The result should be every line in the data below that carries the string "plate".

(Stored data entries)
************
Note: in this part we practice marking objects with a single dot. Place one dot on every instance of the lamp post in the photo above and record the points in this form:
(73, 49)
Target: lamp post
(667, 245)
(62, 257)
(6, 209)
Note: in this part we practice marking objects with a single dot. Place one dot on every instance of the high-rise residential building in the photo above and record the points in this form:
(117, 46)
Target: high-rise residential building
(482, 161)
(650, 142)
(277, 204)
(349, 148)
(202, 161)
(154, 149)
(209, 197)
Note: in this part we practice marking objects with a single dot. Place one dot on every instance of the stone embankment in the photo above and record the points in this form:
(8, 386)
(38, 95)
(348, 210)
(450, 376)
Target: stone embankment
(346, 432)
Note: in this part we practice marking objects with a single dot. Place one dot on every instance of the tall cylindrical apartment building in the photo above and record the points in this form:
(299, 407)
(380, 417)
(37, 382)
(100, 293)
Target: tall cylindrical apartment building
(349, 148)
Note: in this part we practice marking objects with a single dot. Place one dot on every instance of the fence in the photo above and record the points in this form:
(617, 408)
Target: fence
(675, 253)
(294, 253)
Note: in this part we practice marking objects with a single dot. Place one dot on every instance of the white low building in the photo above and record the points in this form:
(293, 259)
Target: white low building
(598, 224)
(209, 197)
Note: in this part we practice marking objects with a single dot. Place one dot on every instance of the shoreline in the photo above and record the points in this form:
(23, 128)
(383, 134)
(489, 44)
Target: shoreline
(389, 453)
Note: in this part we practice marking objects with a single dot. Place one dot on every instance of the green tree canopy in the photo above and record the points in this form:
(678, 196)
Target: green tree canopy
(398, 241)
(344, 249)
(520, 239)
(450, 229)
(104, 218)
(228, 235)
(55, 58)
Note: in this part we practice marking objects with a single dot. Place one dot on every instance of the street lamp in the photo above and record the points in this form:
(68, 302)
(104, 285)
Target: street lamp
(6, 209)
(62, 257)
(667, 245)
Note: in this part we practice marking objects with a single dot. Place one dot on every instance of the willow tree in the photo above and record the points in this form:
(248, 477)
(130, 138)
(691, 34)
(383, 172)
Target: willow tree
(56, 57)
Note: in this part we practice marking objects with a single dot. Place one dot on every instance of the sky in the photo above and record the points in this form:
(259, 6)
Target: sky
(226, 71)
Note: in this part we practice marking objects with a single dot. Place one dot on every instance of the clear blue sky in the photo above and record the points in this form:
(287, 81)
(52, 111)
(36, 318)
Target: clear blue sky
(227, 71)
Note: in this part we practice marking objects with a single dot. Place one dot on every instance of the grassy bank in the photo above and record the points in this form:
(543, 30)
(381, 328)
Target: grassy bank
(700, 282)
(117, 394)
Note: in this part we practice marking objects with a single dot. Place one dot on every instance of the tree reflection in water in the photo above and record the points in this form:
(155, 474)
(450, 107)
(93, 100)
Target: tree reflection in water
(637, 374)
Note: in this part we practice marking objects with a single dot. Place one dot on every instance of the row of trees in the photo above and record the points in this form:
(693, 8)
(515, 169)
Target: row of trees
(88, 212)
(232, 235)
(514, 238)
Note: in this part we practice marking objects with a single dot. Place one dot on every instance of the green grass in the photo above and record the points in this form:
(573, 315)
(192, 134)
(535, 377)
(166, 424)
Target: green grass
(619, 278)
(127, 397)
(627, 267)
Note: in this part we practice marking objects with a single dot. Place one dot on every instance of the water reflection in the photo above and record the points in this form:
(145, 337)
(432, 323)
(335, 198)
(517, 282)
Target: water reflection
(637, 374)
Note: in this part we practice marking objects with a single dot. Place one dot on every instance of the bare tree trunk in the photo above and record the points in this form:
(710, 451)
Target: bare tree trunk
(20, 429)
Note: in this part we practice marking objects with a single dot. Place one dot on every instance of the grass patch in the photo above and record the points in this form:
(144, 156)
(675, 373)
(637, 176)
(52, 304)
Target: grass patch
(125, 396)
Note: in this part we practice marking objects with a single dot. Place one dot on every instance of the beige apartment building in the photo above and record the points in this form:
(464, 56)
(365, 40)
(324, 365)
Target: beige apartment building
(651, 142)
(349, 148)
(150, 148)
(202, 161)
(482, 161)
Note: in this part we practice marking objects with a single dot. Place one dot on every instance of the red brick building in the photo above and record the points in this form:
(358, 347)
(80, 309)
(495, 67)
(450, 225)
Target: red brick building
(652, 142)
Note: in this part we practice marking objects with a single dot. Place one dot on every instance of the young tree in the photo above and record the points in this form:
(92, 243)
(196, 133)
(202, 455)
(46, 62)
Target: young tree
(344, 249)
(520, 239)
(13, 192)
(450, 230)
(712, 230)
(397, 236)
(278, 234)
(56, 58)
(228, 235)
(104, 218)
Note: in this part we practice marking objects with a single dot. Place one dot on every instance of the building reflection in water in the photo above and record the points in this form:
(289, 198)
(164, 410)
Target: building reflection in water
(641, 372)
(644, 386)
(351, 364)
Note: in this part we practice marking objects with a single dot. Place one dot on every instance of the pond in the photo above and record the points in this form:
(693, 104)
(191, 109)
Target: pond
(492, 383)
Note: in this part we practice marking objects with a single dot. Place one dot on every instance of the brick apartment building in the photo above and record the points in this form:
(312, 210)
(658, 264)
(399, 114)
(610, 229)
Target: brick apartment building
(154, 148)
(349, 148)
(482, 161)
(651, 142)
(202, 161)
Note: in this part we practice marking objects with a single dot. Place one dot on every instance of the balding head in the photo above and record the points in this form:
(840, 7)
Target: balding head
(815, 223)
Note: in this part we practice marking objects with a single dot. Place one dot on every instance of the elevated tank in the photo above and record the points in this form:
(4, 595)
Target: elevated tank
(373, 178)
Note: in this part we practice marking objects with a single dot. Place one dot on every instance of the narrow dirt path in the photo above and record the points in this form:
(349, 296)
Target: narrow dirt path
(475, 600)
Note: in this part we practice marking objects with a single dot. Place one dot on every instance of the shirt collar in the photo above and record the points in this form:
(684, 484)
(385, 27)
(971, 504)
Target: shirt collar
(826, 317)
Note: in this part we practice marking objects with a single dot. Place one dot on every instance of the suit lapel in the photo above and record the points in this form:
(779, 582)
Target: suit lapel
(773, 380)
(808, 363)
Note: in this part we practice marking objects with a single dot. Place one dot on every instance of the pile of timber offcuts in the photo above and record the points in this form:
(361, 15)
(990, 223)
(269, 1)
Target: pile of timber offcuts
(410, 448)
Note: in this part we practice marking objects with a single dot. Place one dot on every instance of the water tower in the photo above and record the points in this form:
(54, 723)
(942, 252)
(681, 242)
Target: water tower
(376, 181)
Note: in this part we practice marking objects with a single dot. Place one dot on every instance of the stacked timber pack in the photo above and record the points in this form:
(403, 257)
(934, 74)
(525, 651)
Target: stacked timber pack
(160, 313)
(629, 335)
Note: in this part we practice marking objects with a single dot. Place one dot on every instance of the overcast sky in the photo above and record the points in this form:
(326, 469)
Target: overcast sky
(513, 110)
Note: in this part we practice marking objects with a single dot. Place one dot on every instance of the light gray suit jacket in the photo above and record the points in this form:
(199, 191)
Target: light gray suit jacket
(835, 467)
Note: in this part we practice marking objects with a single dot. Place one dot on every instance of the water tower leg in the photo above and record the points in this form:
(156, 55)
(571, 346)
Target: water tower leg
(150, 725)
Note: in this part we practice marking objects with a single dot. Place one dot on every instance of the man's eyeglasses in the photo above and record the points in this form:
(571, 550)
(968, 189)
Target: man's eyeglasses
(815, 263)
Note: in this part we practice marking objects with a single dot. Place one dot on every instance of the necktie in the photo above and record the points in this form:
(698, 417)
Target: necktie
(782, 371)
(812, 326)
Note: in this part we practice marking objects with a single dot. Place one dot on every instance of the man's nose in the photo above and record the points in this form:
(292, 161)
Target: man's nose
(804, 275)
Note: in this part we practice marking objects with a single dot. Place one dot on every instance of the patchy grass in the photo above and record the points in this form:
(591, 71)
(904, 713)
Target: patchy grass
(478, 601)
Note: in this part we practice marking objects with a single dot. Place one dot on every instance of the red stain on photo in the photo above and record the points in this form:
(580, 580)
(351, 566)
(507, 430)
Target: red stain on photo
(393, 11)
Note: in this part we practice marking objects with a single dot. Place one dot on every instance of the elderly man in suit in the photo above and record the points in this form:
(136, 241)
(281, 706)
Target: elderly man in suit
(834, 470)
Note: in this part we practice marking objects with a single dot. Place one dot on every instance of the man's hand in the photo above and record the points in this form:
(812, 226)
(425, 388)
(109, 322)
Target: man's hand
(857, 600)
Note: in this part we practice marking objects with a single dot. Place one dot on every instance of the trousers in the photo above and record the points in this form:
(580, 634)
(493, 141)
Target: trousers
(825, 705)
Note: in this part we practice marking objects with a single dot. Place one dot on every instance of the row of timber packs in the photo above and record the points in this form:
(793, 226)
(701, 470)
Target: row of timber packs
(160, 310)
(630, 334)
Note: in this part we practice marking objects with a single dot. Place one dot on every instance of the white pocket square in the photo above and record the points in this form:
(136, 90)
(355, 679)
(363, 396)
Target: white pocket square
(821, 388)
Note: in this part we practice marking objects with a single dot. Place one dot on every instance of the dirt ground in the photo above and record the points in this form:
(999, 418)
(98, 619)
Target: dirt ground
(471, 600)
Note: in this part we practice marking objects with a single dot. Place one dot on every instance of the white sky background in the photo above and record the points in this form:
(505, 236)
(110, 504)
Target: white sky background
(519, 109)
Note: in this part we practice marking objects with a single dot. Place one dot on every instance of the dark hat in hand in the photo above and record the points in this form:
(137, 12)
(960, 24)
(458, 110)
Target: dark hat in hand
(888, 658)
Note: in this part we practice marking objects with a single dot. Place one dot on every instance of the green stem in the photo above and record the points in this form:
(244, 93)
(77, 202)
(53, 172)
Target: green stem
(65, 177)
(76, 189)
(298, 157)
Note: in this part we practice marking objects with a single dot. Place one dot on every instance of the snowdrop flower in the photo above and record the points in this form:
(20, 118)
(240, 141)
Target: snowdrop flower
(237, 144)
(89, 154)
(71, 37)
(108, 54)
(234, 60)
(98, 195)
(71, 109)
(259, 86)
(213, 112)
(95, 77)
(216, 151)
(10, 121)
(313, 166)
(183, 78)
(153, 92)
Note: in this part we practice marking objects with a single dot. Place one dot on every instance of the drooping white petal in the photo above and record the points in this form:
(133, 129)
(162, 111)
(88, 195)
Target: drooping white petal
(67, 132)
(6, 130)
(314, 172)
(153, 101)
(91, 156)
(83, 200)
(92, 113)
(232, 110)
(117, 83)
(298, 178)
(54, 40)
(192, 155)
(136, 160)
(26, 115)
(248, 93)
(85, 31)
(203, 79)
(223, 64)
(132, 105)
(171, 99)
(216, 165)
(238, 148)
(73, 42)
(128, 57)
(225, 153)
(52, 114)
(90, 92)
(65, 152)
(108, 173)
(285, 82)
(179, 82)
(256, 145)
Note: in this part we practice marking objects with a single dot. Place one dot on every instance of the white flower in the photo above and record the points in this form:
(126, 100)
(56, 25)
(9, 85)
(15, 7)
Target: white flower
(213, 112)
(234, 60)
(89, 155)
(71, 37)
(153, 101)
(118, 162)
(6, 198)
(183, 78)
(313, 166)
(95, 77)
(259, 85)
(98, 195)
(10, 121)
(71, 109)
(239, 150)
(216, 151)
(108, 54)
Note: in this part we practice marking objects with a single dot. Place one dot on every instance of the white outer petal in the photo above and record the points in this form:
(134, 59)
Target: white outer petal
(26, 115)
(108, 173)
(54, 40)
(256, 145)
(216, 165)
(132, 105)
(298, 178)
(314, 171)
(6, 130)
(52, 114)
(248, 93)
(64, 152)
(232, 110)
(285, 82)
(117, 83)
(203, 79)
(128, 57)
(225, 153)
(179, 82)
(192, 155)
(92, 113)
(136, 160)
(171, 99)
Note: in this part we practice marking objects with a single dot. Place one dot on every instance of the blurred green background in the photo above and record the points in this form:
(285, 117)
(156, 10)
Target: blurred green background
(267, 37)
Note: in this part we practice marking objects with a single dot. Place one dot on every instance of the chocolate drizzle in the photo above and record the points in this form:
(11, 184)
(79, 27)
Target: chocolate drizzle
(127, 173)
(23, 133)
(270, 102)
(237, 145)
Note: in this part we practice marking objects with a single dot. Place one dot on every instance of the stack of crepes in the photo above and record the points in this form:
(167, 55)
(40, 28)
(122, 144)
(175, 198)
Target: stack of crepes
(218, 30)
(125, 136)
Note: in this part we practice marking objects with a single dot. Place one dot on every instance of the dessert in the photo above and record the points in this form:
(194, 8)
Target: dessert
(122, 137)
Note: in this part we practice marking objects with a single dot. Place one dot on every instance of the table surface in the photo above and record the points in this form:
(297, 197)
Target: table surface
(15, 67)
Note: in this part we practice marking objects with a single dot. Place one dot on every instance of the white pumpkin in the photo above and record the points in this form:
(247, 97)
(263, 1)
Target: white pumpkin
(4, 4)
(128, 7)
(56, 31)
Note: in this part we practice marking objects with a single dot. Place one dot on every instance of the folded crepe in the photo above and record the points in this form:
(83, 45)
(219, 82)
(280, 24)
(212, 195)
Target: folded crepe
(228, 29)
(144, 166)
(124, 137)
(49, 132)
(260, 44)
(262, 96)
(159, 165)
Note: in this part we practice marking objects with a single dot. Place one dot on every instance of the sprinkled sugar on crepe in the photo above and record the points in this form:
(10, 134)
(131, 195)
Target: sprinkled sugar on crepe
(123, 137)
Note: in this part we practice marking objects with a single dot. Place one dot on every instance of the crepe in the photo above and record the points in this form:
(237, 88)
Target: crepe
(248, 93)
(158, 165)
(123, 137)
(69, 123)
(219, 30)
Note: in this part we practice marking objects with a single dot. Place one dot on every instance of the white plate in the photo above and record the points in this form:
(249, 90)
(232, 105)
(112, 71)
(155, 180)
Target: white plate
************
[EXERCISE SOLUTION]
Note: in this part we practice marking objects with a single dot. Place one dot on every instance of the white plate in the photo above and record the points in this form:
Target: white plate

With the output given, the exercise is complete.